(Beginning of MATERIAL SHOWN)

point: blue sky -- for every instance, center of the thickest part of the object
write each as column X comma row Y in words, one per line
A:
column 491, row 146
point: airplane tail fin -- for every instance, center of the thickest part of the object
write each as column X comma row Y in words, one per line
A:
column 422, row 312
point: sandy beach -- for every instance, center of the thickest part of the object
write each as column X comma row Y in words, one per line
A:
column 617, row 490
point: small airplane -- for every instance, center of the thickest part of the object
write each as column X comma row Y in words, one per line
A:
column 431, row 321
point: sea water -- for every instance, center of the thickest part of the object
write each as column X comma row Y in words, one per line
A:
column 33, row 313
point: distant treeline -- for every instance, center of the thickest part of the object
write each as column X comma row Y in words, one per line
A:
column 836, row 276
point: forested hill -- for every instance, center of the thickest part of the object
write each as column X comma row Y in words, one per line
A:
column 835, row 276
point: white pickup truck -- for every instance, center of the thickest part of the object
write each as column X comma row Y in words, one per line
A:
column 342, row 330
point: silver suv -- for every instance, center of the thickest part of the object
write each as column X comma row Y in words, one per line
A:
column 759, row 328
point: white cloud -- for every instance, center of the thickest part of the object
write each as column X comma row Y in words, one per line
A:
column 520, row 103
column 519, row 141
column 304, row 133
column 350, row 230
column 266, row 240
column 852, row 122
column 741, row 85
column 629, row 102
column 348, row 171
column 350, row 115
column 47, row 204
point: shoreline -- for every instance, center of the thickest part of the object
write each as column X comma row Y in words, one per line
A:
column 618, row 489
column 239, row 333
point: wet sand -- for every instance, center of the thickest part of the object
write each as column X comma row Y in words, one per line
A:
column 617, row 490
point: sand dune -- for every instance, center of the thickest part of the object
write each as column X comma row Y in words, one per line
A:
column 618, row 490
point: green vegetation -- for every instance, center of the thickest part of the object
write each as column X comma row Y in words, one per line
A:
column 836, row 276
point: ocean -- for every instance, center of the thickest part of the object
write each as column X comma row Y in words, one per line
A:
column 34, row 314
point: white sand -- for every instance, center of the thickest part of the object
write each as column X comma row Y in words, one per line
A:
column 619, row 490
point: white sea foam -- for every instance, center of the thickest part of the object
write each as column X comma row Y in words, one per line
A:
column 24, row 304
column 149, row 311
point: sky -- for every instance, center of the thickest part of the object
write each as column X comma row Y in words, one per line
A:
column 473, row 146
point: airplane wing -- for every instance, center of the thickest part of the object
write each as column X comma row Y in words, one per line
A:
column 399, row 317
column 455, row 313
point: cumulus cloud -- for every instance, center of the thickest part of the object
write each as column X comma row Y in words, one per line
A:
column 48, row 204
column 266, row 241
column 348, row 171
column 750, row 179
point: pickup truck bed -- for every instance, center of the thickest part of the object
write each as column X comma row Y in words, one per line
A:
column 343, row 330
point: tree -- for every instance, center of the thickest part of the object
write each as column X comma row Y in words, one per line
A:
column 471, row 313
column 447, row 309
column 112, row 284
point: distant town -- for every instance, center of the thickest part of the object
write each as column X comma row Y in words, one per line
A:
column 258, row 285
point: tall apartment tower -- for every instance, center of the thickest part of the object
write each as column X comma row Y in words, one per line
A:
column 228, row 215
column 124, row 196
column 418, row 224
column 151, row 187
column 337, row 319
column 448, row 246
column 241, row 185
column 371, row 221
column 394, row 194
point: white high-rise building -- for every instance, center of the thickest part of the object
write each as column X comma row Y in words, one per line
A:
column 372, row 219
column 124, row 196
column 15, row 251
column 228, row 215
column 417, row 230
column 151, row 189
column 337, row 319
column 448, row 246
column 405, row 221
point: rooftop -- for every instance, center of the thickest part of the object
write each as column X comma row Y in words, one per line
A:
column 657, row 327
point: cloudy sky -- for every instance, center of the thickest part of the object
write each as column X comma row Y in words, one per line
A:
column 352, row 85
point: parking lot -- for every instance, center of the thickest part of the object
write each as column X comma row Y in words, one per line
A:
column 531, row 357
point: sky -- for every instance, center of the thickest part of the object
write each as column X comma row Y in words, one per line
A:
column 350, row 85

(End of MATERIAL SHOWN)

> _PROBLEM REQUIREMENTS_: Line by line, reproduce the material exactly.

> _SOLUTION TO THIS TASK_:
point: blue sky -- for every instance, center of the thickest part of the object
write each as column X comma row Y in words, one per line
A:
column 491, row 146
point: airplane tail fin -- for every instance, center of the thickest part of the object
write each as column X comma row Y in words, one per line
A:
column 422, row 312
point: sandy beach -- for every instance, center of the thickest part of the object
write each as column X comma row Y in words, one per line
A:
column 617, row 490
point: small airplane -- for every instance, center of the thickest part of the object
write each as column X comma row Y in words, one per line
A:
column 431, row 321
point: sea water -- for every instance, center of the thickest part of the object
write each as column X comma row Y in words, one per line
A:
column 33, row 313
point: distant treeline -- for every instance, center of the thickest part of the object
write each as column X comma row Y in words, one per line
A:
column 836, row 276
point: forested hill -- for every instance, center of the thickest part of the object
write each as column X comma row Y in words, one per line
A:
column 835, row 276
point: white pickup truck -- for every instance, center of the thickest part of the object
write each as column X comma row Y in words, one per line
A:
column 342, row 330
point: silver suv -- for every instance, center of the thickest part of the object
write each as column X comma row Y in words, one per line
A:
column 759, row 328
point: white cloud -- for every instance, center of the thickest part of the object
write each as column X comma row Y in words, one per line
A:
column 520, row 103
column 519, row 141
column 304, row 133
column 350, row 230
column 266, row 240
column 852, row 122
column 741, row 85
column 629, row 102
column 348, row 171
column 350, row 115
column 47, row 204
point: shoreline -- for every instance, center of the thickest part of the object
write each as column X comma row Y in words, one per line
A:
column 618, row 489
column 239, row 333
point: wet sand -- for every instance, center of the thickest part of the object
write each as column X comma row Y in words, one per line
A:
column 617, row 490
point: sand dune -- for every instance, center of the thickest part of the object
write each as column X comma row Y in words, one per line
A:
column 618, row 490
point: green vegetation -- for every instance, center of the thickest part of the object
write each as column X comma row Y in words, one per line
A:
column 836, row 276
point: ocean -- for every instance, center of the thickest part of the object
write each as column X comma row Y in words, one per line
A:
column 34, row 314
point: white sand -- for every instance, center of the thickest part of the object
write each as column X comma row Y in words, one per line
A:
column 619, row 490
point: white sea foam -- for every instance, center of the thickest part of the object
write each as column X comma row Y in words, one per line
A:
column 24, row 304
column 149, row 311
point: sky -- for every instance, center of the thickest part of the object
write each as column X comma row Y in words, one per line
A:
column 473, row 146
point: airplane wing -- for every instance, center of the thickest part of the object
write each as column X comma row Y in words, one per line
A:
column 399, row 317
column 455, row 313
point: cumulus cloud -- for every instance, center of the thickest part of the object
write each as column X comma row Y in words, one per line
A:
column 48, row 204
column 266, row 241
column 348, row 171
column 750, row 179
point: pickup truck bed -- for every instance, center of the thickest part of the object
write each as column X comma row Y in words, one per line
A:
column 343, row 330
point: tree -- for every instance, center of the thickest part of the object
write each as column X comma row Y in words, one per line
A:
column 471, row 313
column 447, row 309
column 112, row 284
point: distant town -- for every instance, center of the thickest part of the object
write each as column X comma row Y in words, one per line
A:
column 258, row 285
point: tall apartment tower -- for every instance, center of the thickest part of the object
write each as column X comma row Y in words, one per line
A:
column 228, row 215
column 124, row 196
column 418, row 224
column 151, row 187
column 337, row 319
column 448, row 246
column 241, row 185
column 371, row 221
column 394, row 194
point: white high-rise building -- for every instance, center of the thickest part of the object
write each as column X comma row Y in words, one per line
A:
column 372, row 219
column 124, row 196
column 15, row 251
column 228, row 215
column 417, row 230
column 151, row 189
column 337, row 319
column 448, row 246
column 405, row 221
point: rooftop -- for every instance, center of the thickest part of the object
write each as column X comma row Y in words, one per line
A:
column 657, row 327
point: cloudy sky -- for every instance, center of the thickest part of the object
write each as column X comma row Y in words, one per line
A:
column 352, row 85
point: parking lot -- for every instance, center of the thickest part of the object
write each as column X comma row Y in words, one per line
A:
column 531, row 357
point: sky -- for every instance, center of the thickest part of the object
write each as column X comma row Y in words, one per line
A:
column 350, row 85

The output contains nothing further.